> [THE REQUEST]: Reproduce the records below with every "concrete floor" changed to "stone floor" and nothing else altered. Leave the pictures out.
-- start of INPUT --
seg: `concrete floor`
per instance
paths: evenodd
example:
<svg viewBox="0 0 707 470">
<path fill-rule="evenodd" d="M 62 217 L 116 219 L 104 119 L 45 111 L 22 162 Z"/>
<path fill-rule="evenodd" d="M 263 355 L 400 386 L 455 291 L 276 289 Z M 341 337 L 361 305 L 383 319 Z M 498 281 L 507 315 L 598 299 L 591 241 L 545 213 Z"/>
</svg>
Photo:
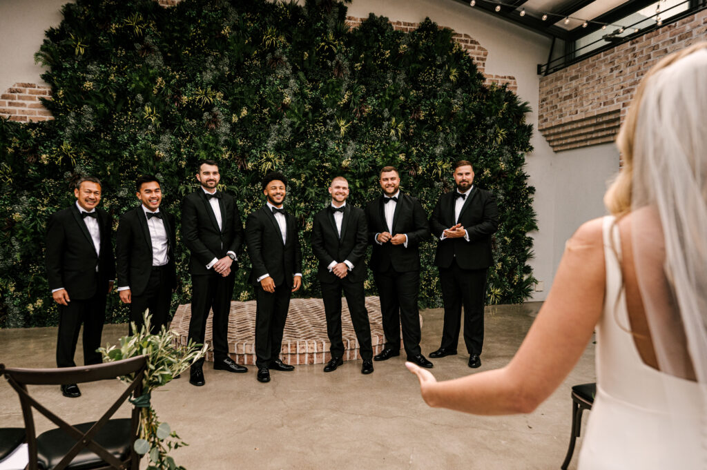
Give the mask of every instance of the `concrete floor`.
<svg viewBox="0 0 707 470">
<path fill-rule="evenodd" d="M 483 365 L 477 370 L 510 360 L 539 305 L 486 308 Z M 424 310 L 422 315 L 422 351 L 427 356 L 439 345 L 442 310 Z M 115 341 L 127 329 L 106 325 L 103 343 Z M 53 367 L 56 334 L 55 328 L 0 330 L 0 362 Z M 460 344 L 461 351 L 463 339 Z M 81 363 L 80 345 L 78 349 Z M 559 389 L 534 413 L 474 416 L 428 407 L 404 356 L 374 363 L 370 375 L 361 374 L 359 360 L 326 374 L 320 365 L 298 366 L 293 372 L 272 371 L 269 384 L 256 381 L 252 367 L 243 375 L 206 367 L 204 387 L 181 378 L 156 392 L 153 403 L 160 419 L 189 444 L 171 454 L 189 470 L 546 469 L 559 469 L 564 459 L 572 385 L 595 380 L 592 342 Z M 467 360 L 465 354 L 438 359 L 432 372 L 438 380 L 472 373 Z M 107 406 L 104 397 L 117 396 L 122 387 L 117 381 L 83 384 L 83 396 L 74 399 L 64 398 L 54 387 L 35 387 L 33 393 L 69 422 L 81 423 L 99 416 Z M 127 408 L 118 413 L 129 414 Z M 40 431 L 51 426 L 43 418 L 37 425 Z M 2 380 L 0 426 L 22 425 L 19 401 Z M 581 439 L 571 469 L 576 468 L 580 445 Z"/>
</svg>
-- end of INPUT --
> [RESULT OF THIS EXERCISE]:
seg: `stone floor`
per instance
paths: evenodd
example:
<svg viewBox="0 0 707 470">
<path fill-rule="evenodd" d="M 62 217 L 116 219 L 104 119 L 45 111 L 22 162 Z"/>
<path fill-rule="evenodd" d="M 263 355 L 400 386 L 455 291 L 276 289 Z M 341 337 L 361 305 L 383 319 Z M 498 281 L 507 315 L 598 299 L 591 241 L 545 213 Z"/>
</svg>
Photo:
Give the mask of every instance of the `stone floor`.
<svg viewBox="0 0 707 470">
<path fill-rule="evenodd" d="M 483 365 L 477 370 L 510 360 L 539 305 L 486 308 Z M 424 310 L 422 315 L 422 351 L 427 356 L 439 345 L 442 310 Z M 115 341 L 127 329 L 106 325 L 103 343 Z M 53 367 L 56 334 L 55 328 L 0 330 L 0 362 Z M 460 344 L 461 351 L 463 339 Z M 81 363 L 80 345 L 78 349 Z M 559 389 L 534 413 L 474 416 L 428 407 L 404 356 L 374 363 L 370 375 L 361 374 L 359 360 L 326 374 L 320 365 L 298 366 L 293 372 L 272 371 L 269 384 L 256 381 L 252 367 L 243 375 L 206 367 L 204 387 L 181 378 L 156 392 L 153 403 L 160 419 L 189 444 L 171 454 L 189 470 L 546 469 L 559 469 L 564 459 L 572 385 L 595 380 L 592 342 Z M 467 360 L 465 354 L 438 359 L 432 372 L 438 380 L 472 373 Z M 107 406 L 104 397 L 117 396 L 122 387 L 117 381 L 83 384 L 83 396 L 74 399 L 64 398 L 54 387 L 35 387 L 33 393 L 69 422 L 81 423 L 99 416 Z M 127 408 L 118 413 L 129 414 Z M 40 431 L 51 426 L 43 418 L 37 425 Z M 2 380 L 0 426 L 22 425 L 19 401 Z M 581 439 L 571 469 L 576 468 L 580 445 Z"/>
</svg>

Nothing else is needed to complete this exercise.